• TASK OBJECTIVE: The expected response consists solely of the lines from the line with "Target: the mountain range" through the last line of the material below, copied exactly.

• EXTRACTED DATA:
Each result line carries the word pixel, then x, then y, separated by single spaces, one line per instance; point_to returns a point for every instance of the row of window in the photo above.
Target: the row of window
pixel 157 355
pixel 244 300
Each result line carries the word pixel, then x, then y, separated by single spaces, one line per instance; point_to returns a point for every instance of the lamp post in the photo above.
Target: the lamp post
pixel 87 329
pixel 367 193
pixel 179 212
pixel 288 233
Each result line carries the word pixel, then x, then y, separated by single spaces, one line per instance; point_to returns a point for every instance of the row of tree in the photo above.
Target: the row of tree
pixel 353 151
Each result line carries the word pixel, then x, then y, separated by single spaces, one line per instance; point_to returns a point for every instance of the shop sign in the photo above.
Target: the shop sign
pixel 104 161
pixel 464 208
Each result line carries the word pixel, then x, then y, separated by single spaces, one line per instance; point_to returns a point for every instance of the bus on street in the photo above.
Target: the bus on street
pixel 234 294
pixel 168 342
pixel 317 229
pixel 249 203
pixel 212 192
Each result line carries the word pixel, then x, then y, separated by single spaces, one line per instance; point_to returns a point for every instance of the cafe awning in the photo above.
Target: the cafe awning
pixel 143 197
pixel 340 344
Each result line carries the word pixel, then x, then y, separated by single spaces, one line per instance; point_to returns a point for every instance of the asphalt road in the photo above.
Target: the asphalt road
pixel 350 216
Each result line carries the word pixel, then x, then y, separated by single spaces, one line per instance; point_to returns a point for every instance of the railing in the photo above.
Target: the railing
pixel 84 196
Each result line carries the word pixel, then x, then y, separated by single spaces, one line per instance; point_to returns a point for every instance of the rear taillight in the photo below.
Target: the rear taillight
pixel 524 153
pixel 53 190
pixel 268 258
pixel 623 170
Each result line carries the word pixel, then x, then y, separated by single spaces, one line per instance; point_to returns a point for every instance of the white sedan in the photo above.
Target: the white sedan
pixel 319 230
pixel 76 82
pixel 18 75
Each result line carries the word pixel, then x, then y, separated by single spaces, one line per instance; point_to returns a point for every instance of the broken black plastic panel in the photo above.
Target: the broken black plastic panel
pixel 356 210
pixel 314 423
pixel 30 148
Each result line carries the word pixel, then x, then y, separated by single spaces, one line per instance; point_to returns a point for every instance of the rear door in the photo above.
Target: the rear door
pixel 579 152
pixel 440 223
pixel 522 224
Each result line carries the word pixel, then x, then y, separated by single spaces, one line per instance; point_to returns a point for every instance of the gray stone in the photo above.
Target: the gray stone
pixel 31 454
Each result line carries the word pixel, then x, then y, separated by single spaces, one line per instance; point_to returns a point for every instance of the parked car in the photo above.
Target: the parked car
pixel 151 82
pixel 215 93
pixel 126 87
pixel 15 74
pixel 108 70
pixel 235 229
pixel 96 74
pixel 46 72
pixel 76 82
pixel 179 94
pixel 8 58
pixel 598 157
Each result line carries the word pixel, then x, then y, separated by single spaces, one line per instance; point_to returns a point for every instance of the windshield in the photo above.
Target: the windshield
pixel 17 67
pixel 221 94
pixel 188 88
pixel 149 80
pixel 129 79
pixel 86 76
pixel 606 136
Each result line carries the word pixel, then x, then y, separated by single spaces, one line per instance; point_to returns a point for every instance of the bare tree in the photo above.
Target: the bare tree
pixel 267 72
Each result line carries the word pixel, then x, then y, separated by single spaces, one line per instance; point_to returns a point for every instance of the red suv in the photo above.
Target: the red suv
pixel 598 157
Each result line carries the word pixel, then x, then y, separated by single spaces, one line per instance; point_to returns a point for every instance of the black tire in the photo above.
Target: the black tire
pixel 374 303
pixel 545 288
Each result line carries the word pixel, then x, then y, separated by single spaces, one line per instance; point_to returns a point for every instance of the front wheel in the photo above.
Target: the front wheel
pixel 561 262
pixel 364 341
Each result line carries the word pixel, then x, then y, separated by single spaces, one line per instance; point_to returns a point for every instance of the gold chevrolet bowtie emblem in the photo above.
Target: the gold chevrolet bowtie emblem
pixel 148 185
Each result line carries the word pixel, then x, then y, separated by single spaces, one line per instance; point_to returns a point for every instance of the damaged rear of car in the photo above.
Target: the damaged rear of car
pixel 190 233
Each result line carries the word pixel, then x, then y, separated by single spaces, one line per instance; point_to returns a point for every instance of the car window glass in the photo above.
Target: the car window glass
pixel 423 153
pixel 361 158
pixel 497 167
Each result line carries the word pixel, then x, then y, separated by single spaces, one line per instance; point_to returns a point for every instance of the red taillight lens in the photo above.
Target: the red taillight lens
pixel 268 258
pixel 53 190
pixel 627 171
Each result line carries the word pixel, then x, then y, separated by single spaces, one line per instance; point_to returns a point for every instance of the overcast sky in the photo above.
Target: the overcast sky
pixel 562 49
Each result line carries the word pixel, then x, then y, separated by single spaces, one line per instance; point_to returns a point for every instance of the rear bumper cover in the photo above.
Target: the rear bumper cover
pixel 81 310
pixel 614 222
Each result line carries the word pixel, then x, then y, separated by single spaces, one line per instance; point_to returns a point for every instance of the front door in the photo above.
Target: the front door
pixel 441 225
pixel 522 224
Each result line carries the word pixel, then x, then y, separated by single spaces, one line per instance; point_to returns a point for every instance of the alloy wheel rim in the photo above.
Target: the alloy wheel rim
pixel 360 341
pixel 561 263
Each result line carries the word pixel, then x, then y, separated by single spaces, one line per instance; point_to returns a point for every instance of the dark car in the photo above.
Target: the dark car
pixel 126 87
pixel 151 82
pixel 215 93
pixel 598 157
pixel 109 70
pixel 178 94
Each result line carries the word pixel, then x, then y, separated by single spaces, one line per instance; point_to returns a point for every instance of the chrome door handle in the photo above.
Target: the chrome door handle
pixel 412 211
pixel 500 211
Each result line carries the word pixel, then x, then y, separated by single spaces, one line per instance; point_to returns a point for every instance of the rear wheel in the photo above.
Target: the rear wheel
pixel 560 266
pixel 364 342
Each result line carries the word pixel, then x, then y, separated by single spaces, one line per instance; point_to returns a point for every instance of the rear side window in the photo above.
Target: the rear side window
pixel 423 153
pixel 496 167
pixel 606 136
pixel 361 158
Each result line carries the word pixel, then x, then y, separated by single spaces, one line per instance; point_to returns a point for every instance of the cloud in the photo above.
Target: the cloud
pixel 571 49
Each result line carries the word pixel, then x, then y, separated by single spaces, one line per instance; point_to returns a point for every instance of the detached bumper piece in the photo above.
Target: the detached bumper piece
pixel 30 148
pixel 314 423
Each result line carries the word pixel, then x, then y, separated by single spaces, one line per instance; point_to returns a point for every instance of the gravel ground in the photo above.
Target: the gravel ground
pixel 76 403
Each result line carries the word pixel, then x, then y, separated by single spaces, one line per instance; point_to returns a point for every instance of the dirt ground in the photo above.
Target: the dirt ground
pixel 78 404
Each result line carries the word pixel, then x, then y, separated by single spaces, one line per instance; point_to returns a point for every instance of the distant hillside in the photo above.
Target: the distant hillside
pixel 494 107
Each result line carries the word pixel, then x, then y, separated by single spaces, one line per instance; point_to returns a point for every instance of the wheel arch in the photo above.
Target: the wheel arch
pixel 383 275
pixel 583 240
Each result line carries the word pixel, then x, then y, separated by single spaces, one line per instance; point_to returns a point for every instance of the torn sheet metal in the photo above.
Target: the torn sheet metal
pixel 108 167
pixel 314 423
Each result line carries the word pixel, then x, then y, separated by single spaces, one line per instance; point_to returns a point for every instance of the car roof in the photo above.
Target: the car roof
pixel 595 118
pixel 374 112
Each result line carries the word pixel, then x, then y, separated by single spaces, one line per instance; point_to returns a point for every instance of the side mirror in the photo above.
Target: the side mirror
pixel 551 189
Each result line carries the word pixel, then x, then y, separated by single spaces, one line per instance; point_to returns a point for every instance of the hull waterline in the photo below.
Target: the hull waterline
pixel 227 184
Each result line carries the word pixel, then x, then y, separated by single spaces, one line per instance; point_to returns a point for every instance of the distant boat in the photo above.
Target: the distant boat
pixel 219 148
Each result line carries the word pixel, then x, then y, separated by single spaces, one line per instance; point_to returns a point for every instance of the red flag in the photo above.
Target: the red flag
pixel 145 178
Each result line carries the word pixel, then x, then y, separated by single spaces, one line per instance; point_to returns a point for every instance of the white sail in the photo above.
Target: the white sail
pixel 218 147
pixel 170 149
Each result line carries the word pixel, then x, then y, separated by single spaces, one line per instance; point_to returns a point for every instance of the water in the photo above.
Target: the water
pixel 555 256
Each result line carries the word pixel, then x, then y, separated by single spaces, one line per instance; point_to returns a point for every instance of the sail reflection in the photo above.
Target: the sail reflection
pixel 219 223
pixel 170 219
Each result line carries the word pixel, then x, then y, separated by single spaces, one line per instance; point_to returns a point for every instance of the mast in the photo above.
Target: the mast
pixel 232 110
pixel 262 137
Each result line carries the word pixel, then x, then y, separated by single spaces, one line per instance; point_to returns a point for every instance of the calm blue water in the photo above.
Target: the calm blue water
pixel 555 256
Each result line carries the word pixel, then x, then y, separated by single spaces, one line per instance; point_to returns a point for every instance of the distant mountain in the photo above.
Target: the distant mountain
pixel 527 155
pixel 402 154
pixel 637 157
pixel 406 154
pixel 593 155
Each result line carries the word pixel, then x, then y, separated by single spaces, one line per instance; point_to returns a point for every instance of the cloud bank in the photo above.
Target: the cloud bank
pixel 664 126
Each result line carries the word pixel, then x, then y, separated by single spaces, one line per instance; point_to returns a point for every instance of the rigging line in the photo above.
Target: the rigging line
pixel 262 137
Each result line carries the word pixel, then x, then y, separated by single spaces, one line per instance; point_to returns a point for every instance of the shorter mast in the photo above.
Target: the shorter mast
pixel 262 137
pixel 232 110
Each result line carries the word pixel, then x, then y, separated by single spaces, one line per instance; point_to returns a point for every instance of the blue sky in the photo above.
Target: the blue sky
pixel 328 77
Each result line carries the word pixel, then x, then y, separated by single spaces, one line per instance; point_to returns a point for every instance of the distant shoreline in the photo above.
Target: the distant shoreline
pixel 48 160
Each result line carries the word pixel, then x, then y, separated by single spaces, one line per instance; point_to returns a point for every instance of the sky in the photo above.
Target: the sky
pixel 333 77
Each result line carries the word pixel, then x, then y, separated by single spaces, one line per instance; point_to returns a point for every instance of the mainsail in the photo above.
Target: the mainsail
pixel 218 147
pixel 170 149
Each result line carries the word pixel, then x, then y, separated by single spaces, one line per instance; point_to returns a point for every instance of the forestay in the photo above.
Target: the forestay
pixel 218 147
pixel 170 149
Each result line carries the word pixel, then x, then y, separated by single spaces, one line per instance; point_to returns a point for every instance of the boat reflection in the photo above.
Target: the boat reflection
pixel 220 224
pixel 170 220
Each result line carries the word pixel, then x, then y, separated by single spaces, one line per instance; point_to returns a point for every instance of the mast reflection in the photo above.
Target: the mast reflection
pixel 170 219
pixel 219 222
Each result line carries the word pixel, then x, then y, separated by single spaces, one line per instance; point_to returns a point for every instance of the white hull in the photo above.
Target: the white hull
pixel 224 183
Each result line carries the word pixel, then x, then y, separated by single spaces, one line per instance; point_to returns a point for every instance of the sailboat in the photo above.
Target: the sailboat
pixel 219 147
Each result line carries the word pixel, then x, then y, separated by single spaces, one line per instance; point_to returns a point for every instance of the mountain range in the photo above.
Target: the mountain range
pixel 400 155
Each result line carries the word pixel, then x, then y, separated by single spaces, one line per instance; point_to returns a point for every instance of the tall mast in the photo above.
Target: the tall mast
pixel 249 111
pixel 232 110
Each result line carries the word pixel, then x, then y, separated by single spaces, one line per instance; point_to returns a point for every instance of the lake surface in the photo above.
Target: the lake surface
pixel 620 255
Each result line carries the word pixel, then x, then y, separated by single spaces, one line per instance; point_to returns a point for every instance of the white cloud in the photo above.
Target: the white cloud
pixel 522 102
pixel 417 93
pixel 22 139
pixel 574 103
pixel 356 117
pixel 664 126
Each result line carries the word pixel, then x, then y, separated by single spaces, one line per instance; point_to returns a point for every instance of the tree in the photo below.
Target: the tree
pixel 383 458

• ANSWER TO THE PROBLEM:
Target: the mountain range
pixel 400 155
Each result line carries the word pixel, then x, then y, separated by single spaces, one line per instance; point_to returns a point for every instance of the tall mast in the photo above.
Target: the tall mast
pixel 249 111
pixel 232 110
Each result line carries the word pixel, then x, then y, separated by single spaces, one line per instance; point_to returns a point for every instance of the lake surface in the photo above.
Target: the lake surface
pixel 620 255
Each result line carries the word pixel, then x, then y, separated by single spaces, one line per instance; point_to returns a point for every instance of the white cloud in the photo above.
Target: the white cloud
pixel 522 102
pixel 417 93
pixel 22 139
pixel 574 103
pixel 356 117
pixel 664 126
Each result line carries the word pixel, then x, then y, separated by single spaces, one line per instance; point_to returns a point for every instance of the tree in the photo below.
Target: the tree
pixel 383 458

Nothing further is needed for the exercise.